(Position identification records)
____
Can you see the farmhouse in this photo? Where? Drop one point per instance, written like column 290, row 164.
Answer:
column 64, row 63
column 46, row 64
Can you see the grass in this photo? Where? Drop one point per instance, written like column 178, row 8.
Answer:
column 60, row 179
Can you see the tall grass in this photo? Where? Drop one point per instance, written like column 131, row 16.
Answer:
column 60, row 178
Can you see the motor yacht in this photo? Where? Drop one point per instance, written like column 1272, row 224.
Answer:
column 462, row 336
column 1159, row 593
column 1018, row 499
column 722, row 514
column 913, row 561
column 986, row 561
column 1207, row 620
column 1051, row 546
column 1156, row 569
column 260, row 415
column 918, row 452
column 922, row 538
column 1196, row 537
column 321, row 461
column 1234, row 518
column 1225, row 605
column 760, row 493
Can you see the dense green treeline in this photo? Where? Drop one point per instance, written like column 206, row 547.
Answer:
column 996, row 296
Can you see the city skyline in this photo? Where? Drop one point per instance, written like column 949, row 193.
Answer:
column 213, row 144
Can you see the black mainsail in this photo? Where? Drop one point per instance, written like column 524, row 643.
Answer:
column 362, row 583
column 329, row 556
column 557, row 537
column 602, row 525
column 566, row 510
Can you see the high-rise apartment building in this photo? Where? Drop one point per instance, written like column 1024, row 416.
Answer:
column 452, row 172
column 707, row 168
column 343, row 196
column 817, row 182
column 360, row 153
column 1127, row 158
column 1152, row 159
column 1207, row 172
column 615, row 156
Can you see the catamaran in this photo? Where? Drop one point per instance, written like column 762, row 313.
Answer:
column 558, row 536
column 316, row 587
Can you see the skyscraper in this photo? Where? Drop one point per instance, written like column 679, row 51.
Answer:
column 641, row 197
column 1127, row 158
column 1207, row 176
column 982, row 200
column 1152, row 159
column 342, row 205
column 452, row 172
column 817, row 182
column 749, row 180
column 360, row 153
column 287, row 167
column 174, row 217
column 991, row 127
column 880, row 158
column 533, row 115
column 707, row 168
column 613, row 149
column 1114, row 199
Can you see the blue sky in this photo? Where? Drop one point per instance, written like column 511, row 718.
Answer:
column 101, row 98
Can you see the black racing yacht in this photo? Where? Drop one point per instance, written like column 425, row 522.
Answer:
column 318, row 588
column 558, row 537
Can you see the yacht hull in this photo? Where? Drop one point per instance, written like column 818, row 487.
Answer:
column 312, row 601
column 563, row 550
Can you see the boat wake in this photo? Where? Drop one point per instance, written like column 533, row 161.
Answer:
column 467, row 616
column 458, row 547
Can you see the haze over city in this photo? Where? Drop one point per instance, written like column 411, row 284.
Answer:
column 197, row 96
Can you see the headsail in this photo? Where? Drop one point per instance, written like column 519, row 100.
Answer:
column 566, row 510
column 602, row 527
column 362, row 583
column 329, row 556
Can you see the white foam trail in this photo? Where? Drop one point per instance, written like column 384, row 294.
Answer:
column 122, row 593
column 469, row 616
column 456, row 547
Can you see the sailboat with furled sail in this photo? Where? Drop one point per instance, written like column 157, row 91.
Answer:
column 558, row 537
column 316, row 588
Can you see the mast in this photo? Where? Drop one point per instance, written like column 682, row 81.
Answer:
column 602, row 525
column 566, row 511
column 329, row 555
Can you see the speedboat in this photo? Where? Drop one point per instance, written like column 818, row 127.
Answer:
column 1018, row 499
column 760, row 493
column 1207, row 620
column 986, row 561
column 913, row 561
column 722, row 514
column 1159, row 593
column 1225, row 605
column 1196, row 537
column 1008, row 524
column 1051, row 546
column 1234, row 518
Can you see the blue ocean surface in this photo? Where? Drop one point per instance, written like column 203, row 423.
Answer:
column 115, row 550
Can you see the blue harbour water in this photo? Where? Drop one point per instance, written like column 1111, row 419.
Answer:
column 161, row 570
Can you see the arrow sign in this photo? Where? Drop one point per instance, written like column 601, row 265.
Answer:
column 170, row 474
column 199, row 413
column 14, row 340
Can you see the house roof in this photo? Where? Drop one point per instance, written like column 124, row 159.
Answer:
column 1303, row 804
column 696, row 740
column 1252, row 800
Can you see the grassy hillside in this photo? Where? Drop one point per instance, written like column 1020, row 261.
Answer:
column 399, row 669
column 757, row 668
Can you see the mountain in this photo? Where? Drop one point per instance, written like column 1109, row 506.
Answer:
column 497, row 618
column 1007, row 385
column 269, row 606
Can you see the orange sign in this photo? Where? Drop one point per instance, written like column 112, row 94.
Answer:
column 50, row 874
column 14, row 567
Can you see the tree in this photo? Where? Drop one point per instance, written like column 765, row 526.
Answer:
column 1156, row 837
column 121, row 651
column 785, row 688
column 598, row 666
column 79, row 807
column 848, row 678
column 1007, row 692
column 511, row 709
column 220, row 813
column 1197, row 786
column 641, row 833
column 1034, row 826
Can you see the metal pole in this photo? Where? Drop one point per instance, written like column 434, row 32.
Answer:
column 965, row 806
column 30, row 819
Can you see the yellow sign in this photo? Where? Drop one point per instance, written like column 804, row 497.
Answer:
____
■ **WHAT YOU SHOULD DO**
Rewrite the records above as a Markdown table with two columns, "No." for a running row number and "Line" for the text of each line, omitting any blank lines.

■ **WRITTEN SOLUTION**
| No. | Line |
|---|---|
| 1 | Can you see the farmhouse in this photo? Where? Drop one point per instance, written like column 290, row 164. |
| 2 | Answer: |
| 3 | column 64, row 63 |
| 4 | column 46, row 64 |
| 5 | Can you see the grass in this photo? Where? Drop one point per instance, written like column 178, row 8. |
| 6 | Answer: |
| 7 | column 60, row 179 |
| 8 | Can you see the tall grass in this photo? Where? Drop one point per instance, written like column 131, row 16. |
| 9 | Answer: |
| 10 | column 60, row 178 |
| 11 | Can you see the motor yacht in this photo? Where? Drop one point per instance, written like column 1272, row 224. |
| 12 | Answer: |
| 13 | column 462, row 336 |
| 14 | column 1159, row 593 |
| 15 | column 1018, row 499 |
| 16 | column 722, row 514 |
| 17 | column 913, row 561 |
| 18 | column 986, row 561 |
| 19 | column 1207, row 620 |
| 20 | column 1051, row 546 |
| 21 | column 1156, row 569 |
| 22 | column 260, row 415 |
| 23 | column 918, row 452 |
| 24 | column 922, row 538 |
| 25 | column 1196, row 537 |
| 26 | column 321, row 461 |
| 27 | column 1234, row 518 |
| 28 | column 1225, row 605 |
| 29 | column 760, row 493 |
| 30 | Can you see the dense green treeline in this photo? Where? Drop one point per instance, written like column 206, row 547. |
| 31 | Answer: |
| 32 | column 996, row 296 |
| 33 | Can you see the city skyline in this photo? Where? Drop one point per instance, written like column 949, row 193. |
| 34 | Answer: |
| 35 | column 213, row 144 |
| 36 | Can you see the black mainsail in this photo? Where? Drop one point per instance, written like column 524, row 643. |
| 37 | Answer: |
| 38 | column 362, row 583 |
| 39 | column 329, row 556 |
| 40 | column 557, row 537 |
| 41 | column 602, row 525 |
| 42 | column 566, row 510 |
| 43 | Can you see the high-rise apartment building in this photo? Where? Drop one point per instance, written like column 1024, row 416. |
| 44 | Answer: |
| 45 | column 452, row 172 |
| 46 | column 707, row 168 |
| 47 | column 343, row 196 |
| 48 | column 817, row 182 |
| 49 | column 360, row 153 |
| 50 | column 1127, row 158 |
| 51 | column 1152, row 159 |
| 52 | column 1207, row 172 |
| 53 | column 615, row 156 |
| 54 | Can you see the catamaran in this photo? Where? Drop one point per instance, written like column 762, row 313. |
| 55 | Answer: |
| 56 | column 558, row 536 |
| 57 | column 316, row 587 |
| 58 | Can you see the skyscraper in this photo? Where? Drop one point per instance, written like column 679, row 51. |
| 59 | Answer: |
| 60 | column 641, row 197 |
| 61 | column 1127, row 158 |
| 62 | column 1207, row 176 |
| 63 | column 982, row 200 |
| 64 | column 1152, row 159 |
| 65 | column 342, row 205 |
| 66 | column 452, row 172 |
| 67 | column 817, row 182 |
| 68 | column 749, row 180 |
| 69 | column 360, row 153 |
| 70 | column 287, row 167 |
| 71 | column 174, row 217 |
| 72 | column 991, row 127 |
| 73 | column 880, row 158 |
| 74 | column 533, row 115 |
| 75 | column 707, row 168 |
| 76 | column 613, row 149 |
| 77 | column 1114, row 199 |
| 78 | Can you see the blue sky in this photo? Where? Drop one point per instance, written like column 511, row 718. |
| 79 | Answer: |
| 80 | column 101, row 98 |
| 81 | Can you see the black racing yacht in this photo? Where? Drop one point per instance, written like column 425, row 522. |
| 82 | Answer: |
| 83 | column 318, row 588 |
| 84 | column 558, row 537 |
| 85 | Can you see the yacht hull in this photo? Where? Drop one point per instance, written like column 818, row 487. |
| 86 | Answer: |
| 87 | column 312, row 601 |
| 88 | column 563, row 550 |
| 89 | Can you see the boat wake in this photo? Where? Drop one point per instance, written like column 533, row 161. |
| 90 | Answer: |
| 91 | column 467, row 616 |
| 92 | column 458, row 547 |
| 93 | Can you see the haze over city in this photo? Where? Drop one point per instance, written like column 411, row 284. |
| 94 | Answer: |
| 95 | column 197, row 96 |
| 96 | Can you see the headsail in this photo? Where? Drop one point per instance, written like column 519, row 100. |
| 97 | Answer: |
| 98 | column 566, row 510 |
| 99 | column 602, row 527 |
| 100 | column 362, row 583 |
| 101 | column 329, row 556 |
| 102 | Can you see the white foam trail in this photo? Where? Drop one point per instance, written like column 384, row 294. |
| 103 | Answer: |
| 104 | column 122, row 593 |
| 105 | column 469, row 616 |
| 106 | column 456, row 547 |
| 107 | Can you see the sailboat with furled sail in this photo? Where? Drop one point per instance, written like column 157, row 91. |
| 108 | Answer: |
| 109 | column 558, row 537 |
| 110 | column 316, row 588 |
| 111 | Can you see the mast in this photo? Where? Drop one point per instance, written like column 682, row 81. |
| 112 | Answer: |
| 113 | column 602, row 525 |
| 114 | column 566, row 511 |
| 115 | column 329, row 555 |
| 116 | Can you see the speedboat in this photo? Where? Drop one point per instance, written like column 818, row 127. |
| 117 | Answer: |
| 118 | column 1018, row 499 |
| 119 | column 760, row 493 |
| 120 | column 1207, row 620 |
| 121 | column 986, row 561 |
| 122 | column 913, row 561 |
| 123 | column 722, row 514 |
| 124 | column 1159, row 593 |
| 125 | column 1225, row 605 |
| 126 | column 1196, row 537 |
| 127 | column 1008, row 524 |
| 128 | column 1051, row 546 |
| 129 | column 1234, row 518 |
| 130 | Can you see the blue ocean surface in this photo? Where? Drop one point per instance, written like column 203, row 423. |
| 131 | Answer: |
| 132 | column 115, row 550 |
| 133 | Can you see the blue harbour water in this photo? Where? Drop one point per instance, written like column 1111, row 419. |
| 134 | Answer: |
| 135 | column 161, row 570 |
| 136 | Can you see the arrow sign in this photo? Where? Drop one point per instance, written like column 601, row 265. |
| 137 | Answer: |
| 138 | column 170, row 474 |
| 139 | column 199, row 413 |
| 140 | column 14, row 340 |
| 141 | Can you see the house roof in this photo? Where? Drop one point per instance, written like column 124, row 159. |
| 142 | Answer: |
| 143 | column 1303, row 804 |
| 144 | column 696, row 740 |
| 145 | column 1252, row 800 |
| 146 | Can you see the grassy hillside in this photo? Where? Drop one point per instance, written like column 1020, row 261. |
| 147 | Answer: |
| 148 | column 399, row 669 |
| 149 | column 757, row 668 |
| 150 | Can you see the mountain in this photo? Where? Drop one point per instance, written like column 1109, row 506. |
| 151 | Answer: |
| 152 | column 497, row 618 |
| 153 | column 1007, row 385 |
| 154 | column 269, row 606 |
| 155 | Can you see the orange sign in this photo? Where? Drop one point per instance, written like column 112, row 94. |
| 156 | Answer: |
| 157 | column 50, row 874 |
| 158 | column 14, row 567 |
| 159 | Can you see the tree in this photo? Where? Drop one point per instance, written like column 765, row 526. |
| 160 | Answer: |
| 161 | column 1156, row 837 |
| 162 | column 121, row 651 |
| 163 | column 785, row 688 |
| 164 | column 598, row 666 |
| 165 | column 79, row 807 |
| 166 | column 848, row 678 |
| 167 | column 1007, row 692 |
| 168 | column 511, row 709 |
| 169 | column 220, row 813 |
| 170 | column 1197, row 786 |
| 171 | column 641, row 833 |
| 172 | column 1034, row 826 |
| 173 | Can you see the metal pole in this photo? Where? Drop one point per instance, written like column 434, row 32. |
| 174 | Answer: |
| 175 | column 965, row 806 |
| 176 | column 30, row 819 |
| 177 | Can you see the yellow sign in this photo? Where? Drop one point per instance, written like column 804, row 497. |
| 178 | Answer: |